Start Extracted data

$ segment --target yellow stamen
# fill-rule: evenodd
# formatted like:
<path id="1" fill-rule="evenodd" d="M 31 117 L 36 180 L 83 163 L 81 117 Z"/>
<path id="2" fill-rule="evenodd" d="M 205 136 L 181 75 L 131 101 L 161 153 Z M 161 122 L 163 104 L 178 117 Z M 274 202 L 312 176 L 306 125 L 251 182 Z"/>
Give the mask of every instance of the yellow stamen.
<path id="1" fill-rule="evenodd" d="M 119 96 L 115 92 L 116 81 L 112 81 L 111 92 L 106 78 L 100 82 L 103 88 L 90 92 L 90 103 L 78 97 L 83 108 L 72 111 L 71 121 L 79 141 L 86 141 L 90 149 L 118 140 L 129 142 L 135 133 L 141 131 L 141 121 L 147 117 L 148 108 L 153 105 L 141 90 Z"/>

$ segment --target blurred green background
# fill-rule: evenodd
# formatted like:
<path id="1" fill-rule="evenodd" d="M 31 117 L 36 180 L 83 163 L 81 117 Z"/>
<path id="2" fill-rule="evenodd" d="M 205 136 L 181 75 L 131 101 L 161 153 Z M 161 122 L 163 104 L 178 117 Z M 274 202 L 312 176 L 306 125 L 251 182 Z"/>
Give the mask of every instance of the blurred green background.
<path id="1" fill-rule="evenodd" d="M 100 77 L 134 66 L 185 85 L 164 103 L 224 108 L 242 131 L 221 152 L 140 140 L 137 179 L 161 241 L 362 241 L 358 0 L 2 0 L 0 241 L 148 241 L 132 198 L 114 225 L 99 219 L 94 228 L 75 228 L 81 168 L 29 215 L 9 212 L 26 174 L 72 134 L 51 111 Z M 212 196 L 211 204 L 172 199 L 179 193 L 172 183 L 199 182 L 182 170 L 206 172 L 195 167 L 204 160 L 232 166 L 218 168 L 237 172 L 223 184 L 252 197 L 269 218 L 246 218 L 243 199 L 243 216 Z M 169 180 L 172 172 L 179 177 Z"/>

End Extracted data

_Stated problem_
Please express every line of the items above as a JSON list of strings, one string per line, and leave out the blank lines.

_Result of this exercise_
[
  "$ segment --target yellow stamen",
  "# fill-rule: evenodd",
  "# formatted like:",
  "<path id=\"1\" fill-rule=\"evenodd\" d=\"M 31 117 L 36 180 L 83 163 L 81 117 Z\"/>",
  "<path id=\"2\" fill-rule=\"evenodd\" d=\"M 205 136 L 181 75 L 131 101 L 161 153 Z M 161 122 L 163 104 L 178 117 Z M 274 202 L 312 176 L 306 125 L 251 182 Z\"/>",
  "Give the mask of every instance of the yellow stamen.",
  "<path id=\"1\" fill-rule=\"evenodd\" d=\"M 119 96 L 115 92 L 116 81 L 112 81 L 111 92 L 106 78 L 100 82 L 103 88 L 90 92 L 90 103 L 78 97 L 83 108 L 72 111 L 71 121 L 79 141 L 86 141 L 90 149 L 118 140 L 129 142 L 135 133 L 141 131 L 141 121 L 147 117 L 148 108 L 153 105 L 141 90 Z\"/>",
  "$ segment --target blurred green background",
  "# fill-rule: evenodd",
  "# formatted like:",
  "<path id=\"1\" fill-rule=\"evenodd\" d=\"M 31 117 L 36 180 L 83 163 L 81 117 Z\"/>",
  "<path id=\"2\" fill-rule=\"evenodd\" d=\"M 205 136 L 181 75 L 131 101 L 161 153 Z M 161 122 L 163 104 L 178 117 Z M 274 202 L 312 176 L 306 125 L 251 182 Z\"/>",
  "Give the mask of every instance of the blurred green background.",
  "<path id=\"1\" fill-rule=\"evenodd\" d=\"M 100 77 L 134 66 L 185 85 L 164 103 L 224 108 L 242 131 L 221 152 L 140 140 L 137 179 L 161 241 L 362 241 L 358 0 L 2 0 L 0 241 L 148 241 L 132 198 L 114 225 L 99 219 L 94 228 L 75 228 L 81 168 L 29 215 L 9 212 L 26 174 L 72 134 L 51 111 Z M 212 196 L 211 204 L 172 199 L 179 193 L 172 183 L 199 182 L 182 170 L 206 172 L 195 167 L 204 160 L 232 166 L 218 168 L 237 172 L 223 184 L 252 197 L 269 218 L 246 218 L 243 199 L 243 216 Z M 169 180 L 172 172 L 179 177 Z\"/>"
]